*** Begin section ***
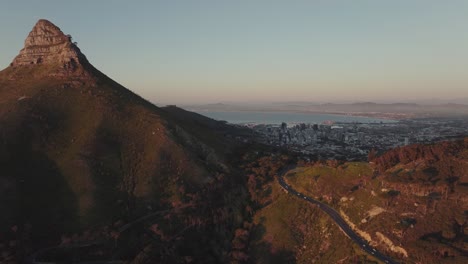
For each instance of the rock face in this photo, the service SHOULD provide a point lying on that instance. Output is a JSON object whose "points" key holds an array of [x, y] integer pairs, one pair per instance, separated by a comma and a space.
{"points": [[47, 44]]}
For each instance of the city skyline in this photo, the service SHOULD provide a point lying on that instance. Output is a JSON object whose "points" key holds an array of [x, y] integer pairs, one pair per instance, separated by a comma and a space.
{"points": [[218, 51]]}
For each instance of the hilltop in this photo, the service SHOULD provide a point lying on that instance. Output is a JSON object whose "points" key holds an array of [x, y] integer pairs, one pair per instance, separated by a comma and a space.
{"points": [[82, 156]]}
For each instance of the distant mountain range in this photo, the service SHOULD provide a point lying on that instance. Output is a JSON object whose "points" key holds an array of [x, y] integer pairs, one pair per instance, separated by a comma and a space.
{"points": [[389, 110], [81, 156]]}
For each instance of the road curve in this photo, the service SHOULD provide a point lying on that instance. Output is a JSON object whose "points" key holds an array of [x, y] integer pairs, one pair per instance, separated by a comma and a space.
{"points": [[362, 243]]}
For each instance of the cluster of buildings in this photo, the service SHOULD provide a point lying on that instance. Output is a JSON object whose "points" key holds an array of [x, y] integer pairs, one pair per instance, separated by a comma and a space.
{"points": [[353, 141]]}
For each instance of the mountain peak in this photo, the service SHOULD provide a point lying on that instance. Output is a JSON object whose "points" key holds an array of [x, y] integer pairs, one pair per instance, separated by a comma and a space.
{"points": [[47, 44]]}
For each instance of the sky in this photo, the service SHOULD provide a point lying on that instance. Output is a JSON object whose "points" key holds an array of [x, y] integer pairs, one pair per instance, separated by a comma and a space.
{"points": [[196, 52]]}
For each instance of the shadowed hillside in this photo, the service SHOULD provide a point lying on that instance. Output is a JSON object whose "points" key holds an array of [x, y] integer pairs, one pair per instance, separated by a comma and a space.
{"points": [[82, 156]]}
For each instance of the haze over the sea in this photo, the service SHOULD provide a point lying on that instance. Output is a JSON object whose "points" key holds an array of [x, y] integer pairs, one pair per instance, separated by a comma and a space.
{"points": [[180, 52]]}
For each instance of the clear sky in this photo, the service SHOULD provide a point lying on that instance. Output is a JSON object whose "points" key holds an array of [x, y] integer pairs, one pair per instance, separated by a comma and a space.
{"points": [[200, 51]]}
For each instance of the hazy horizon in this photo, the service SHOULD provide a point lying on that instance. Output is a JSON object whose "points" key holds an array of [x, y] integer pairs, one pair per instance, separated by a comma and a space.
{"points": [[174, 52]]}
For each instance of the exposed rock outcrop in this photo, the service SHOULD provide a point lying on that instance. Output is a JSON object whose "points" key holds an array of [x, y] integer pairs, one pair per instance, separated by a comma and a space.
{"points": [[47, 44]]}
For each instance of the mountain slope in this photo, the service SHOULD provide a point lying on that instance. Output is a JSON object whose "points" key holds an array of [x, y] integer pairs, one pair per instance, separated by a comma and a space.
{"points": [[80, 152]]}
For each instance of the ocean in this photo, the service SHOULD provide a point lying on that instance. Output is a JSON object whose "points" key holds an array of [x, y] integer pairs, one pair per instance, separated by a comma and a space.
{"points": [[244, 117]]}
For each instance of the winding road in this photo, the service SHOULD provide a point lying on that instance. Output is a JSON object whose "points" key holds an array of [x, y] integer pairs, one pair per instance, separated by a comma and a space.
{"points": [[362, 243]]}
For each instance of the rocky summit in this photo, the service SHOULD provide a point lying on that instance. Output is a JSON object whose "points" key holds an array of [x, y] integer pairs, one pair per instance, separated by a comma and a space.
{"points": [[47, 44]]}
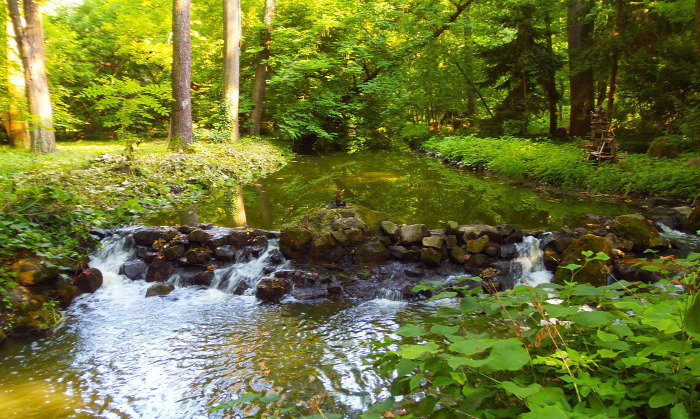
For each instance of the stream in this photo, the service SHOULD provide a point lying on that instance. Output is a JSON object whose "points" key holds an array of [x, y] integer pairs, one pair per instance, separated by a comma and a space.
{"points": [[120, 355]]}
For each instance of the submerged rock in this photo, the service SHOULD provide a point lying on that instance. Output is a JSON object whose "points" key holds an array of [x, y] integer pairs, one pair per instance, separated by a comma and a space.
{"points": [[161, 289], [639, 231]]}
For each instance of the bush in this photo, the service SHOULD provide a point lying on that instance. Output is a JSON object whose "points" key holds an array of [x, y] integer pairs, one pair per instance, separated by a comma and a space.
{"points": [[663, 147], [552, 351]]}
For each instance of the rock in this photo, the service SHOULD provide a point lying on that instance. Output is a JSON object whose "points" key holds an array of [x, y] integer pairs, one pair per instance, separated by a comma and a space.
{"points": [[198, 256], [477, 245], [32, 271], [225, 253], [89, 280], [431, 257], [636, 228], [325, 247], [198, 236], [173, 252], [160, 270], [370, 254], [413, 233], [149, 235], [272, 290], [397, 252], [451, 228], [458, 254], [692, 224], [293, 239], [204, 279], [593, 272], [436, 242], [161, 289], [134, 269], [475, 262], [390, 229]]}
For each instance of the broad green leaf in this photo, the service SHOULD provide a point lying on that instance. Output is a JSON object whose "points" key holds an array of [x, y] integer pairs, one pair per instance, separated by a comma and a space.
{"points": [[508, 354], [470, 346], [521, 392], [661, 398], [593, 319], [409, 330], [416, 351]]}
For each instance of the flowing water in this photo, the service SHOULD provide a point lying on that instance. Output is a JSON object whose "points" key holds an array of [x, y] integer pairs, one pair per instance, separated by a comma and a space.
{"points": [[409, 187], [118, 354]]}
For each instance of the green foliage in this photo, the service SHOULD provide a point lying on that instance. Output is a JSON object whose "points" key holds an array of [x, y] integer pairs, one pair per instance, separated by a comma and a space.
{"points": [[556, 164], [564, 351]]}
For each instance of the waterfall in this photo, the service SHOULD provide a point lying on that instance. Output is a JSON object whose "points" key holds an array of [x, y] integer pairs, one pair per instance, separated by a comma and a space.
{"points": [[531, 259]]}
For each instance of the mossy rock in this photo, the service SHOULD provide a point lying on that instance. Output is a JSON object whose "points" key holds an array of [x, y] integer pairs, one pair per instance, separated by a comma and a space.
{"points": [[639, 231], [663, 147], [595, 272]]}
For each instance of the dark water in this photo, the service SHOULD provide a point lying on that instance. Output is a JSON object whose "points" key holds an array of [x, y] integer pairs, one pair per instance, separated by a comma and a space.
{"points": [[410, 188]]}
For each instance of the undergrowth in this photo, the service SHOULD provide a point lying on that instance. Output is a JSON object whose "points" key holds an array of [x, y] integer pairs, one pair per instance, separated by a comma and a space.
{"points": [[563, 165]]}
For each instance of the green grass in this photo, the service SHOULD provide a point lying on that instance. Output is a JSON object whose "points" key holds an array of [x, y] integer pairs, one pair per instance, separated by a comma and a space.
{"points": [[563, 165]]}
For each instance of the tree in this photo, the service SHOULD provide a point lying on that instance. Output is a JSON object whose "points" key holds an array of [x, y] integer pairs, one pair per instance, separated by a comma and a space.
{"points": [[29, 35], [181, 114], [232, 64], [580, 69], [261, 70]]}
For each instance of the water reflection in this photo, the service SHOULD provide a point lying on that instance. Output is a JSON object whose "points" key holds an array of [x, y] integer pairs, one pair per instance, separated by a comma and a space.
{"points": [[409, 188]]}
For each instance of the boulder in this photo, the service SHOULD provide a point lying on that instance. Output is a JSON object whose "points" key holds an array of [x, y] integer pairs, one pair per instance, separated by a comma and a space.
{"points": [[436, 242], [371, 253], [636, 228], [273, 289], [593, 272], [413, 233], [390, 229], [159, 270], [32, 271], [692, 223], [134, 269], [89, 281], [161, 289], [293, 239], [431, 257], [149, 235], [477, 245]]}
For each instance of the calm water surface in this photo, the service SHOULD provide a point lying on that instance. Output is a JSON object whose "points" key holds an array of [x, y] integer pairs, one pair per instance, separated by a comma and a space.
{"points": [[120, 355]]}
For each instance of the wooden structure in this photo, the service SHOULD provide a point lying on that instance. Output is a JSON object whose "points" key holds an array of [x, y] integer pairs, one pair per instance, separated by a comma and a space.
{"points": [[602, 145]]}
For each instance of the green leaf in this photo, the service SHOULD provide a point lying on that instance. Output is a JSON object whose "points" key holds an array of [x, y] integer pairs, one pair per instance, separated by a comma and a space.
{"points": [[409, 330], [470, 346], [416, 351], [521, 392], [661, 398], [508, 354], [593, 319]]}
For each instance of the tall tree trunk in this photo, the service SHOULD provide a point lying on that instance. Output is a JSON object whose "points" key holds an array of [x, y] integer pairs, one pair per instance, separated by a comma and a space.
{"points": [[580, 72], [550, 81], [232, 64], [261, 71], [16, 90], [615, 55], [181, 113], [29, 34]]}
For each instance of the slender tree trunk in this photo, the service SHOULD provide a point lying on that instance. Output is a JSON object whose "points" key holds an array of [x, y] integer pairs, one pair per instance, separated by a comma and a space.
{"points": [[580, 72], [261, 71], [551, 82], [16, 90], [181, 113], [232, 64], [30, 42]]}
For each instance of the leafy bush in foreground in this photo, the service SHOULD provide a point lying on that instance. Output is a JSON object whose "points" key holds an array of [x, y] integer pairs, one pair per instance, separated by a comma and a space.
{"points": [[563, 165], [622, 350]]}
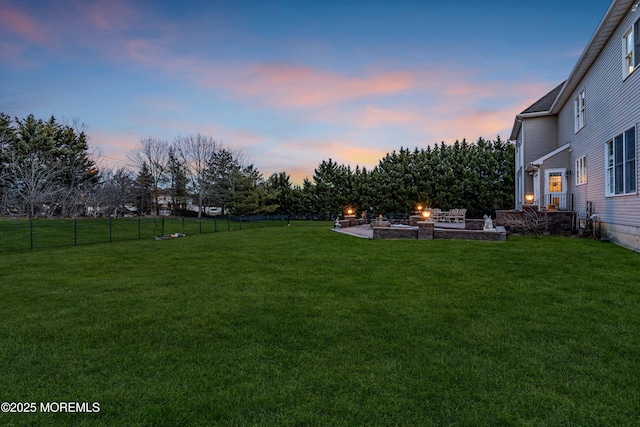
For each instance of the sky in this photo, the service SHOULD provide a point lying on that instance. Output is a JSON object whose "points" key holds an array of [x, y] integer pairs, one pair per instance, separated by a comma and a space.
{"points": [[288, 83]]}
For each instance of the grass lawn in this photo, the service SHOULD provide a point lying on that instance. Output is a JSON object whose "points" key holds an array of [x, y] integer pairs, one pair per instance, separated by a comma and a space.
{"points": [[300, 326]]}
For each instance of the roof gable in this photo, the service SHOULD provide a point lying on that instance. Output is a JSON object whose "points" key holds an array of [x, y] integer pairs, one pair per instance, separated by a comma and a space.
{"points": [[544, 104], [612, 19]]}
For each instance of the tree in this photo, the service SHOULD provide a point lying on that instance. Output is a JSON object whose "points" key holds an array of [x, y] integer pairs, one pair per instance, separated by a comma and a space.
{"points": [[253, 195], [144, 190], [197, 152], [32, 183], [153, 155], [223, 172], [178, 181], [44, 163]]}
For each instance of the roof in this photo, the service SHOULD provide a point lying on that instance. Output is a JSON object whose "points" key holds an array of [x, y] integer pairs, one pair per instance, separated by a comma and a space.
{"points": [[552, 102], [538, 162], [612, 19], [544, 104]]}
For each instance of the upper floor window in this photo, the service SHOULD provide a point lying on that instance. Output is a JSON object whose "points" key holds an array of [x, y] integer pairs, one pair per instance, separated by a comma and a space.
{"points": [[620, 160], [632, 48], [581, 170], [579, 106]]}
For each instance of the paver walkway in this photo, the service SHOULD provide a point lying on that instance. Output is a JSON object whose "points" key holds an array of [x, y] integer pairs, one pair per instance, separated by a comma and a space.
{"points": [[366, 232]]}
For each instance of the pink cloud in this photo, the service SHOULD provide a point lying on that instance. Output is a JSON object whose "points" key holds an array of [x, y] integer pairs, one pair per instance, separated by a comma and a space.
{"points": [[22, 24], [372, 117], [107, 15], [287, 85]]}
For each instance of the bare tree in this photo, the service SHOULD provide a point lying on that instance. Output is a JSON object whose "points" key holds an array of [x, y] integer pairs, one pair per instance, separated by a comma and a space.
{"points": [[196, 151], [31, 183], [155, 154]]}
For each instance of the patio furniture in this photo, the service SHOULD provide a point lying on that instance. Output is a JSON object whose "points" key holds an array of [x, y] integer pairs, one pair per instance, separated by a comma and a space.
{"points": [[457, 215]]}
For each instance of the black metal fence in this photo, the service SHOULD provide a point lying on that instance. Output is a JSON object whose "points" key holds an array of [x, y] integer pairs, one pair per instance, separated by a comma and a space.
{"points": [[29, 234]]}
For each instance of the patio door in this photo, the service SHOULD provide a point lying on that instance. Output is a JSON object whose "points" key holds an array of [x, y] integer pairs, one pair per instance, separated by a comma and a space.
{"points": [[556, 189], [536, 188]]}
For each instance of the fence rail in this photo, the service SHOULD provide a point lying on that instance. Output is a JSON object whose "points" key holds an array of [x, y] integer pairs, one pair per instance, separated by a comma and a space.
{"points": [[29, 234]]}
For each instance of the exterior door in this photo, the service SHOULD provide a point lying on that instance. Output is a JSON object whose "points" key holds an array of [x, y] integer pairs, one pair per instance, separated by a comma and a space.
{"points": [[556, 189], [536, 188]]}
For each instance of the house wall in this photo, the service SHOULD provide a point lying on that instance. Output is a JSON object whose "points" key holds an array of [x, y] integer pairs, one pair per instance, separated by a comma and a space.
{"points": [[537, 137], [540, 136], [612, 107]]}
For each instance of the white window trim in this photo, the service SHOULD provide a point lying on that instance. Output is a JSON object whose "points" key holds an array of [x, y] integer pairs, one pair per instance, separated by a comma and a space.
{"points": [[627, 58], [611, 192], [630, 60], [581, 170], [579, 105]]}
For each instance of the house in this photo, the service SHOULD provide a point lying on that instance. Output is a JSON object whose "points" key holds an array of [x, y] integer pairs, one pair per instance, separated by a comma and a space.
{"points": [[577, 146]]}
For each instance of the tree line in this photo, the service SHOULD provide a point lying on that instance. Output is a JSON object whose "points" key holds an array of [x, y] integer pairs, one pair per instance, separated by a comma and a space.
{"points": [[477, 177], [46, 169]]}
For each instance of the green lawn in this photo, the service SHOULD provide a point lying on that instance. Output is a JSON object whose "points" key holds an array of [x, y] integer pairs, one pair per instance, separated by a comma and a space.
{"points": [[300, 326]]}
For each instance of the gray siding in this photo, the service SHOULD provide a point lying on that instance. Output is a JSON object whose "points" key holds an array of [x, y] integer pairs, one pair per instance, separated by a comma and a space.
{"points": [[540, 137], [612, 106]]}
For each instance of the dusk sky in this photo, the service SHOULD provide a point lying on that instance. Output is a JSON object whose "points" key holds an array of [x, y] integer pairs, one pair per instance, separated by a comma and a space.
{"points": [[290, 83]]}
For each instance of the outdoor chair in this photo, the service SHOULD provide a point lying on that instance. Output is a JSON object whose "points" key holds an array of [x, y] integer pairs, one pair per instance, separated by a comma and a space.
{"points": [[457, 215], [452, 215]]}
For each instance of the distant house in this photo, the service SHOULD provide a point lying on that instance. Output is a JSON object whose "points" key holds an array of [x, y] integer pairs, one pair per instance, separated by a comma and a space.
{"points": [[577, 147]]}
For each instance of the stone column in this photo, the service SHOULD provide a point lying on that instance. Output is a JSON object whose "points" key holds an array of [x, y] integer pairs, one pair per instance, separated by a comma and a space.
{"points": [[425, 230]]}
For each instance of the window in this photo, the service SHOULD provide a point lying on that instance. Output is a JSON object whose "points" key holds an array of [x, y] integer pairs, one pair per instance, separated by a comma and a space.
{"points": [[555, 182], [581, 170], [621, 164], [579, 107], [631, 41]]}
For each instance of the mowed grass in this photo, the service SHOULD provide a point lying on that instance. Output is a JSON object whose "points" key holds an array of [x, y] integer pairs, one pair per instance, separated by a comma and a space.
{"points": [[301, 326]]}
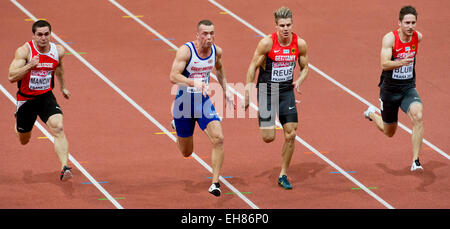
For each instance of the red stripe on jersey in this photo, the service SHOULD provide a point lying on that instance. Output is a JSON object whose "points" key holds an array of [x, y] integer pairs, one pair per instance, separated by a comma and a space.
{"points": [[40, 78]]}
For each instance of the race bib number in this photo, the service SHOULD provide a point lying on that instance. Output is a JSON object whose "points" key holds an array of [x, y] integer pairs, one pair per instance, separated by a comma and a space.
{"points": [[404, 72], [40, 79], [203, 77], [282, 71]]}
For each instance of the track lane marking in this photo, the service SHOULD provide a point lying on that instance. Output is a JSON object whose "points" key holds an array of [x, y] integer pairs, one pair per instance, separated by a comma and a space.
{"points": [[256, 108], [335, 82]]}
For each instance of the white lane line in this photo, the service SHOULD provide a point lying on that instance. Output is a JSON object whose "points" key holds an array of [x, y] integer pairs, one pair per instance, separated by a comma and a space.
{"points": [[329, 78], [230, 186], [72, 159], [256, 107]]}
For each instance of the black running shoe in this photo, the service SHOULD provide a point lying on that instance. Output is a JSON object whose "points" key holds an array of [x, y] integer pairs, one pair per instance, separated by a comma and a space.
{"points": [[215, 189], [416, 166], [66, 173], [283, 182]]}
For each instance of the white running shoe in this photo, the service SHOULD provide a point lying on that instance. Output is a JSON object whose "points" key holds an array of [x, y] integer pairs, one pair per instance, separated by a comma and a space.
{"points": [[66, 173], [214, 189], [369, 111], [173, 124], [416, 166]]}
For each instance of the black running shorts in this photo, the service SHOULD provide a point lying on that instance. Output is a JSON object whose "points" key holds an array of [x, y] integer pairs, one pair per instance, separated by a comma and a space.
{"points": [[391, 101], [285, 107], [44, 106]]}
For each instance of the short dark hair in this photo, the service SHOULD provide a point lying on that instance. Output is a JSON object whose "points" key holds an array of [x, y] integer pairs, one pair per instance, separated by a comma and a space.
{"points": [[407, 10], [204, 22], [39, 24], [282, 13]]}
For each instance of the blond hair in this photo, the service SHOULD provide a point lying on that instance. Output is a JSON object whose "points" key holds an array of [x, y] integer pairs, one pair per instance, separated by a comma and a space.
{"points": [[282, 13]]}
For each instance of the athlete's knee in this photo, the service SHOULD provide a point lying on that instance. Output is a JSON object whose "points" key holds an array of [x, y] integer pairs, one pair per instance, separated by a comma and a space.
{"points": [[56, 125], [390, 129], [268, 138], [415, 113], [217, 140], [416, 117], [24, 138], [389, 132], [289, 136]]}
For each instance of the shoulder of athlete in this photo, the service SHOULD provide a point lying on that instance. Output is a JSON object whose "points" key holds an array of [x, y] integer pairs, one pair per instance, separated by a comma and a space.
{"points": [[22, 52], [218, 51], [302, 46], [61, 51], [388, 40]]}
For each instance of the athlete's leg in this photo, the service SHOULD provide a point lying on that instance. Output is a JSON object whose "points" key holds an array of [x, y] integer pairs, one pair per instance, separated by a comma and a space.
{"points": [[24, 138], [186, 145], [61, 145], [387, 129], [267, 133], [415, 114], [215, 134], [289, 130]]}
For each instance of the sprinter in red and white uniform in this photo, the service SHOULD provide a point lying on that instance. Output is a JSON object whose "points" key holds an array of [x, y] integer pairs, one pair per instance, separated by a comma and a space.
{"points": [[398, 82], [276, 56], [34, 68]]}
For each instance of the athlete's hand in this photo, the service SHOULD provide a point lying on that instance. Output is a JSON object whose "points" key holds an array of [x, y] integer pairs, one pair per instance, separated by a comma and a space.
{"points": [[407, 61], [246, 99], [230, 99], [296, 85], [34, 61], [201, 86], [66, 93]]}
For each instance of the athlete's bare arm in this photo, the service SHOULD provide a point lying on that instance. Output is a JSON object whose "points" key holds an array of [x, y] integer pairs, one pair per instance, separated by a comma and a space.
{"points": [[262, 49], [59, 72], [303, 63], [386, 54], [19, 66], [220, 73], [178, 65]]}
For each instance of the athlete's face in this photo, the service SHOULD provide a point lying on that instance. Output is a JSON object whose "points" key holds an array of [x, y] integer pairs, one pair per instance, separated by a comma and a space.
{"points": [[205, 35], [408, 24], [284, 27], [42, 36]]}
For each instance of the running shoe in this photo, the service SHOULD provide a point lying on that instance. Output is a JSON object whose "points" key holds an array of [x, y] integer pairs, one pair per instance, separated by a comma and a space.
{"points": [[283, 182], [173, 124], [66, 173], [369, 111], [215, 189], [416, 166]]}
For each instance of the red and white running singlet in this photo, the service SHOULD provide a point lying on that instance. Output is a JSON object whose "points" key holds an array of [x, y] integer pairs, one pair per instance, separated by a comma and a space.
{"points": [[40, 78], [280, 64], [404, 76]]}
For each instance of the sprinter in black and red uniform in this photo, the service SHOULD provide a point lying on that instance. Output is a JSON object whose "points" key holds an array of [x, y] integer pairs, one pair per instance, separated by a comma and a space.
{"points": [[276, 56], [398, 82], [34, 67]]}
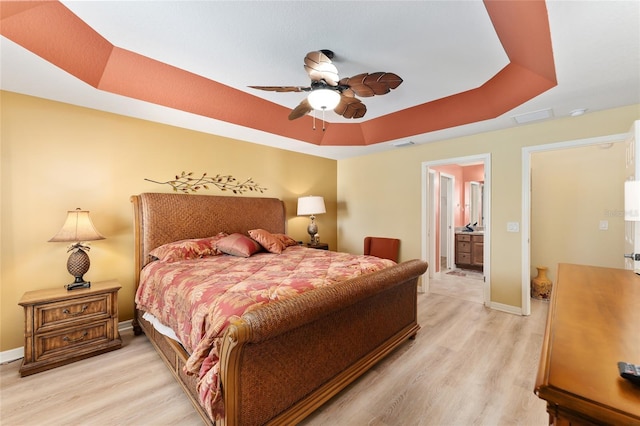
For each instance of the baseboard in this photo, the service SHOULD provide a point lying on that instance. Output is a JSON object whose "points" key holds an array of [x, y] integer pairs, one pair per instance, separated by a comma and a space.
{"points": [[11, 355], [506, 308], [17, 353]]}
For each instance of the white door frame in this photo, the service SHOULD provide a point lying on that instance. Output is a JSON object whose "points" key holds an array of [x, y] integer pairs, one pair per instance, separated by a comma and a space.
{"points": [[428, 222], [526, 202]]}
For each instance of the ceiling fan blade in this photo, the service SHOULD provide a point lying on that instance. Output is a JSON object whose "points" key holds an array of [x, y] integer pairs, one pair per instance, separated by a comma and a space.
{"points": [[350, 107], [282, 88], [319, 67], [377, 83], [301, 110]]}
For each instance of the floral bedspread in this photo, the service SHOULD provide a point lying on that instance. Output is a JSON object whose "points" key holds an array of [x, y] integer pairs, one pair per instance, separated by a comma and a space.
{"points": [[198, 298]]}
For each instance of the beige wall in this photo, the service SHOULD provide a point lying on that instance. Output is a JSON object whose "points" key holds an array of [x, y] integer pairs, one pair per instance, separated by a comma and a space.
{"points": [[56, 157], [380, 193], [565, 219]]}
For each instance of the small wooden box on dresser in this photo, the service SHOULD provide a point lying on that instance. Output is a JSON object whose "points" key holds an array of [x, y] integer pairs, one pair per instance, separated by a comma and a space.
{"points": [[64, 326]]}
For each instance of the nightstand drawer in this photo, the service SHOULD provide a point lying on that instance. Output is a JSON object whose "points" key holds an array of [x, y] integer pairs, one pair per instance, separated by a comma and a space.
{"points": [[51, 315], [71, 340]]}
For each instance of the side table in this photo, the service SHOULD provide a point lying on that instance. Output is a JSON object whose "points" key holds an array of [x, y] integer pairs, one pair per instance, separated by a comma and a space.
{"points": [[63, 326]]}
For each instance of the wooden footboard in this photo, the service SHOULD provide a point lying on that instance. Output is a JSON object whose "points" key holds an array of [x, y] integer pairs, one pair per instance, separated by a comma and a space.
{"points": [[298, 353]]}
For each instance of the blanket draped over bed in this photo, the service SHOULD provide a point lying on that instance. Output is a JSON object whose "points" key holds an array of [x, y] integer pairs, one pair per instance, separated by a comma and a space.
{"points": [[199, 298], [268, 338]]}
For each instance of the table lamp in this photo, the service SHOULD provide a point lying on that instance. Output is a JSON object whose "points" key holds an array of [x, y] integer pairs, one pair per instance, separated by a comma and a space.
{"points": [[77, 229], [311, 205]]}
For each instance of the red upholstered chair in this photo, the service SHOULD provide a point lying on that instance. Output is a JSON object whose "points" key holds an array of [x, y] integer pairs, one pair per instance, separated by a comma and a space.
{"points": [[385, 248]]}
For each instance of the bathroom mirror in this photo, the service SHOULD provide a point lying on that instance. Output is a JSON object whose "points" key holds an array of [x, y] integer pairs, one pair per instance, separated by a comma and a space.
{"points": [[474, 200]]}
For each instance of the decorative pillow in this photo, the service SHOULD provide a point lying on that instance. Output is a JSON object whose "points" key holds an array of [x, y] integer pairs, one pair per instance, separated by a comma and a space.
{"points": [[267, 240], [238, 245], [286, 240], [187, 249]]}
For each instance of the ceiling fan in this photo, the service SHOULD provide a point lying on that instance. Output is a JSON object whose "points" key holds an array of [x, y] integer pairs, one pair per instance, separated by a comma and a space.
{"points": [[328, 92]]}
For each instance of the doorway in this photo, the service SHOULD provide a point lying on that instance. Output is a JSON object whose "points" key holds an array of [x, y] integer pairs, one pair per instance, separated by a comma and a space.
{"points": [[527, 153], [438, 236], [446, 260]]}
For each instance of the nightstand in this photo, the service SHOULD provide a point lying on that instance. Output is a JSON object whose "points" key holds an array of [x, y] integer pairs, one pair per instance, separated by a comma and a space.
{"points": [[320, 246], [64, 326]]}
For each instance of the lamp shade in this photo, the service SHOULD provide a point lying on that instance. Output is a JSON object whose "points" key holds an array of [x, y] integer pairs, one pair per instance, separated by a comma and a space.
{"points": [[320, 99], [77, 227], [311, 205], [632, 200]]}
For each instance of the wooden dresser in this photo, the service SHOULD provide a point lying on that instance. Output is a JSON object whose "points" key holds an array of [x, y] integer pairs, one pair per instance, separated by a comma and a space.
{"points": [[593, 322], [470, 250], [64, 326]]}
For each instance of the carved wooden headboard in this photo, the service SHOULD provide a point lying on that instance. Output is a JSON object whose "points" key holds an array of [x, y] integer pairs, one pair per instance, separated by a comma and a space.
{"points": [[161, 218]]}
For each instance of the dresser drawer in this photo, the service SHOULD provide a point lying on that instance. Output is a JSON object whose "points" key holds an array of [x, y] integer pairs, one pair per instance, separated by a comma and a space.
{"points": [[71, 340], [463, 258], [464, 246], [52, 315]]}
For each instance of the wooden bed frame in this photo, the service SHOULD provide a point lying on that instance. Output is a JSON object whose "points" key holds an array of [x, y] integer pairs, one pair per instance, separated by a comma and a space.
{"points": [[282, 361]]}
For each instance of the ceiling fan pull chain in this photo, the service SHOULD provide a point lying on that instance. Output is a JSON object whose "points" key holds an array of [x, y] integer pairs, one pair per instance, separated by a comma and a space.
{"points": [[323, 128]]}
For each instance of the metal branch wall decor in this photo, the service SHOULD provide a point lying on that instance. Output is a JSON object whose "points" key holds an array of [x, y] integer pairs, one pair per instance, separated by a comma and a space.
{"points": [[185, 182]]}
*** End section ***
#### Work order
Reproduce the lines of the entries above exactly, but only from the line containing "For each instance of the wooden bed" through the final line.

#### Exercise result
For each instance of the wooden bed frame in this photo, the service SHOULD provide a point lying on that instance. Output is a JSON object whose "points" key holds an array of [x, y] integer pairs, one pair per instance, separated by a comma and a space.
{"points": [[282, 361]]}
For each instance of the ceiling fan pull chain in this photo, the service SHOULD provide a point lying on that instance. Output is a JSON object whose "points" key holds an array of [x, y] integer pairs, one pair per instance, separated by a comma and a space.
{"points": [[323, 128]]}
For each instance of the metal branch wall decor in this photo, the service SHOULD provide a point lying on that instance. Output is a JSON object whose "points" key holds an array of [x, y] integer pairs, one pair per instance, separated by a comma and a space.
{"points": [[185, 182]]}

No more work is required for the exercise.